Start of Provided material

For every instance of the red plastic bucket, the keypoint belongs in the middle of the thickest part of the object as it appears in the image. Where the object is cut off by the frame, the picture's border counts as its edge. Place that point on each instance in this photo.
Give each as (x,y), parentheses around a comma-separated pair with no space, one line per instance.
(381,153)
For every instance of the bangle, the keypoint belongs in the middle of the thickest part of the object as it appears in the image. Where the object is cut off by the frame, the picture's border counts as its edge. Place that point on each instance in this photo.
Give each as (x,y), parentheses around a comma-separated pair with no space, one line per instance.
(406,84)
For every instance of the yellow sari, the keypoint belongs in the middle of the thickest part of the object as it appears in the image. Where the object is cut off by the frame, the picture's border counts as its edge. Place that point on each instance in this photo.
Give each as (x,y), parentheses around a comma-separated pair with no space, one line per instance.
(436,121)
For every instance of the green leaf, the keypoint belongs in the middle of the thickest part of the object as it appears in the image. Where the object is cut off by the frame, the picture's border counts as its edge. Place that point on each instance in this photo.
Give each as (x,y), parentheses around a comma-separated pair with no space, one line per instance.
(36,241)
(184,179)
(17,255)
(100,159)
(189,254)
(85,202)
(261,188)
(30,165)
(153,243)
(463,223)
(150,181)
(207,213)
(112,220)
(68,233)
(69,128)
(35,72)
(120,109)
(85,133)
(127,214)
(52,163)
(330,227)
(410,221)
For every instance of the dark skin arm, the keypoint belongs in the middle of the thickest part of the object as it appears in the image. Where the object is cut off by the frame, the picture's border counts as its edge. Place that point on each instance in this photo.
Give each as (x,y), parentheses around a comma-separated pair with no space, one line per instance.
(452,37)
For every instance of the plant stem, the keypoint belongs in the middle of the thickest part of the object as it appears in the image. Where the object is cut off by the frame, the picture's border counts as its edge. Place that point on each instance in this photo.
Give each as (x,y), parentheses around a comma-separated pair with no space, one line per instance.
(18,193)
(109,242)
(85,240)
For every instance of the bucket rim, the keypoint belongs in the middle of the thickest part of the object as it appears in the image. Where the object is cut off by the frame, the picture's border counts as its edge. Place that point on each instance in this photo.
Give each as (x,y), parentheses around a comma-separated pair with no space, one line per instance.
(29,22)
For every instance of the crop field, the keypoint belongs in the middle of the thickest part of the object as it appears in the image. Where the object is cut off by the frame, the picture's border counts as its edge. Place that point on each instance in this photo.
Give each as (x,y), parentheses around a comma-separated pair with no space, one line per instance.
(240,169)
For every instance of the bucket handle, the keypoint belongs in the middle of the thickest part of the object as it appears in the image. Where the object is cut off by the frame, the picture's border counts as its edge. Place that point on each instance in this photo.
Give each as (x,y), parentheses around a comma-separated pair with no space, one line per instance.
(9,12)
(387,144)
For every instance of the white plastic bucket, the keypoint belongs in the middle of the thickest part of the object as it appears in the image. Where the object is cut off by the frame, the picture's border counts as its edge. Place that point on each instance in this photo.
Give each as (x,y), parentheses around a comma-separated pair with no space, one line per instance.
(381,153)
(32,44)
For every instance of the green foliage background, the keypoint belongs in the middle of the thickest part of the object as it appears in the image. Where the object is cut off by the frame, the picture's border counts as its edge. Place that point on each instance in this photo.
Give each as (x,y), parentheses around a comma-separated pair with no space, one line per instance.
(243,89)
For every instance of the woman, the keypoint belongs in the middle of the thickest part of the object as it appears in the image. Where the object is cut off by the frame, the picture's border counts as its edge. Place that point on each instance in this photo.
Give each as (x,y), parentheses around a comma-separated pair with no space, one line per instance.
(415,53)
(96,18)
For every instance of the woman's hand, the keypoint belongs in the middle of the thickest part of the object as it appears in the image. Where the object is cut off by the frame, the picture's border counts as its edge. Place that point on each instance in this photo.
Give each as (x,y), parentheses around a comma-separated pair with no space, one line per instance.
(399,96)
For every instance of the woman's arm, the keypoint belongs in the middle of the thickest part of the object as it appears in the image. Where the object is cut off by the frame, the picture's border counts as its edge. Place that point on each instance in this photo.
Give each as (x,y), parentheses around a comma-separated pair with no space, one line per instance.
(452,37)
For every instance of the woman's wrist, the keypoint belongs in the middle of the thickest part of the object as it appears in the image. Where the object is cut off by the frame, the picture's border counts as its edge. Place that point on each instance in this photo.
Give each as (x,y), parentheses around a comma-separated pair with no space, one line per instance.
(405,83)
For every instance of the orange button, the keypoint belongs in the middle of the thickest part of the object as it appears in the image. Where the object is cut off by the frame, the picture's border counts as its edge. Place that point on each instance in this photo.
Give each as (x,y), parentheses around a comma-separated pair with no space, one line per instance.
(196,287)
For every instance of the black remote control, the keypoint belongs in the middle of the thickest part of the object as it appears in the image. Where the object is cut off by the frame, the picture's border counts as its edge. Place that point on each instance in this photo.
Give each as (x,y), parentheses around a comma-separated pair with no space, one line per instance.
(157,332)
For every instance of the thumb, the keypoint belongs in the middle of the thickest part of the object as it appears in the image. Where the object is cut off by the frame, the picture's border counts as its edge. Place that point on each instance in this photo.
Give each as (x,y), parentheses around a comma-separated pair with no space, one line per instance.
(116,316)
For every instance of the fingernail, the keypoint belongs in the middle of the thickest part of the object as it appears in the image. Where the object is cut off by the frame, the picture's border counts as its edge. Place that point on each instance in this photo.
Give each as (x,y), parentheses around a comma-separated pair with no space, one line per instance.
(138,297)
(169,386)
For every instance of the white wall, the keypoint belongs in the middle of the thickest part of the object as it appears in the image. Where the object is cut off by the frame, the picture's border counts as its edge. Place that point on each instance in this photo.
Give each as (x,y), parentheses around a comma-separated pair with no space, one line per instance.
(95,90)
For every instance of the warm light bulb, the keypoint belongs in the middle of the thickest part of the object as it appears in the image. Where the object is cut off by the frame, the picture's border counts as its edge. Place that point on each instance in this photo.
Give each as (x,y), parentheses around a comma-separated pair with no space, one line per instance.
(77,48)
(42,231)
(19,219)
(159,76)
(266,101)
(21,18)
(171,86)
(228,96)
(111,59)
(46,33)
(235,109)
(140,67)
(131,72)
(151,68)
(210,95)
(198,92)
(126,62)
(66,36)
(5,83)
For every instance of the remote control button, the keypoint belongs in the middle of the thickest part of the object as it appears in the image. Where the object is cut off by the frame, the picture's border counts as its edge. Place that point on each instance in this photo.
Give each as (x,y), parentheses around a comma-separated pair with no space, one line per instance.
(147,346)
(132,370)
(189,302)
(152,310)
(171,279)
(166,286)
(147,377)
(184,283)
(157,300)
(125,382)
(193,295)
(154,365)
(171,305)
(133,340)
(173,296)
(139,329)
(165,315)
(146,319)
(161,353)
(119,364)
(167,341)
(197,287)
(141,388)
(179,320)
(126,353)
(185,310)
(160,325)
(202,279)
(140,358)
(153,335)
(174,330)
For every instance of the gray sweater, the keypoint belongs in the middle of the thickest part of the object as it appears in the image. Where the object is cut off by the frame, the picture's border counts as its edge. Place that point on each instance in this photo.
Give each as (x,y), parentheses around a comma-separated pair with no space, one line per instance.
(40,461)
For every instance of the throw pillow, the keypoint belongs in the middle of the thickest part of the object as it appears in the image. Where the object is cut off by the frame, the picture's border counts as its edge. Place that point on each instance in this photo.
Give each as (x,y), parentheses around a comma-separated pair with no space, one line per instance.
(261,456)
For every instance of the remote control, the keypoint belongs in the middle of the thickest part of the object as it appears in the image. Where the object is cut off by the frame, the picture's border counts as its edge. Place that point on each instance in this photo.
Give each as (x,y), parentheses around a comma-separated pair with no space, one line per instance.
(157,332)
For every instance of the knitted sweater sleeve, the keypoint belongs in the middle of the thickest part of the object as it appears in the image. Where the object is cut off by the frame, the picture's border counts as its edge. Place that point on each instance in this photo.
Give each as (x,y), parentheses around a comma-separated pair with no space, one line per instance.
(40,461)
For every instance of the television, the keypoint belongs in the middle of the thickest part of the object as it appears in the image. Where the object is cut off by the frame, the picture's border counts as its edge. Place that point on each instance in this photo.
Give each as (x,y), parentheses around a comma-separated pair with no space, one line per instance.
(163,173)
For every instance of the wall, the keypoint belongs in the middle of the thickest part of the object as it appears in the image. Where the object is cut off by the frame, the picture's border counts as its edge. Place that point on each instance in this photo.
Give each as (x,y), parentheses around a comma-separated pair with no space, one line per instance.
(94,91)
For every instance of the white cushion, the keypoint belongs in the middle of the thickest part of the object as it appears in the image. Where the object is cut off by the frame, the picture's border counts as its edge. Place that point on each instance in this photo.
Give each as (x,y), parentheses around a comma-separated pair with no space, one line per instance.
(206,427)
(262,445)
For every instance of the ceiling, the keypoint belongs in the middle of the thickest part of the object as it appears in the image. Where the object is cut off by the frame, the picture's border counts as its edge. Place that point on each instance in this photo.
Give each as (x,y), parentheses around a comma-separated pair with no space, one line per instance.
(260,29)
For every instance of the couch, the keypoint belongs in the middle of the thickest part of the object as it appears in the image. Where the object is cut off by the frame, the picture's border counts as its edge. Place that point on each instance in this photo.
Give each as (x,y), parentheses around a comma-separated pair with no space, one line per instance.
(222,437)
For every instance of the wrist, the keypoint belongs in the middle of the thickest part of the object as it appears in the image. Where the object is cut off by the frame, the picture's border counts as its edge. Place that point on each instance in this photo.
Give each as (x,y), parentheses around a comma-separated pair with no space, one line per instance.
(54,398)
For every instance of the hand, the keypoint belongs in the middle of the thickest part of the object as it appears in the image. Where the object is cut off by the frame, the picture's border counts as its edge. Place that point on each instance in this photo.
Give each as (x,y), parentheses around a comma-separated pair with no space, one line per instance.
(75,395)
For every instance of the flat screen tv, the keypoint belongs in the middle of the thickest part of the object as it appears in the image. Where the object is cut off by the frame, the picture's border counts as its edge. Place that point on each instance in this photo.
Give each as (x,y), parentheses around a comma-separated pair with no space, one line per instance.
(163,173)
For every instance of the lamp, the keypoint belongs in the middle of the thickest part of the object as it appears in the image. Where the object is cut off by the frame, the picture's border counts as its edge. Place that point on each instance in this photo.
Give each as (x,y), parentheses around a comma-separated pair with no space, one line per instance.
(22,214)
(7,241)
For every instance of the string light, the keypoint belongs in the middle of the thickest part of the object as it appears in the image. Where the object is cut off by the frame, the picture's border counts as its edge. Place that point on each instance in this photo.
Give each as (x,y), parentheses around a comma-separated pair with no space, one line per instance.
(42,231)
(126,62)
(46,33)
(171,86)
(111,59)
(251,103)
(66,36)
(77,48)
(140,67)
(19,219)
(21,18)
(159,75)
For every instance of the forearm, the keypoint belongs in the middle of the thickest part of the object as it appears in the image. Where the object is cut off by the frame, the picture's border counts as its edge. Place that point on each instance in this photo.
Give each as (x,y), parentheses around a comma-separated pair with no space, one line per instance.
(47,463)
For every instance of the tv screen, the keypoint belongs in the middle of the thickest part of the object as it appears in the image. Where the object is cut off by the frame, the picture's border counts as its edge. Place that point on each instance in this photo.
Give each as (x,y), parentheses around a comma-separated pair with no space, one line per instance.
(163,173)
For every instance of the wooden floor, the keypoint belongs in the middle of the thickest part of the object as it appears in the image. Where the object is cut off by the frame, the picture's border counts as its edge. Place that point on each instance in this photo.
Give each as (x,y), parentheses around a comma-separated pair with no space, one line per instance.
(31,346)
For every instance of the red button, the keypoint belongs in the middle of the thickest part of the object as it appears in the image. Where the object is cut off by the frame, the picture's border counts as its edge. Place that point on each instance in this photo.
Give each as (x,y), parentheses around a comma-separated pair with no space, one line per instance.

End of Provided material

Short exercise: Write out, word for word, every line from the one containing "For every instance of the red button, the" through the last line of the records above.

Reply:
For every instance of the red button, the keypoint belongs in the middle of the thickest part of the object as it appears in the image. Where the object is cut off by the frame, the picture's border counts as its edge. Place that point on each instance in this photo.
Give each as (x,y), parentheses around a comma-separated pair with no space, one line per instance.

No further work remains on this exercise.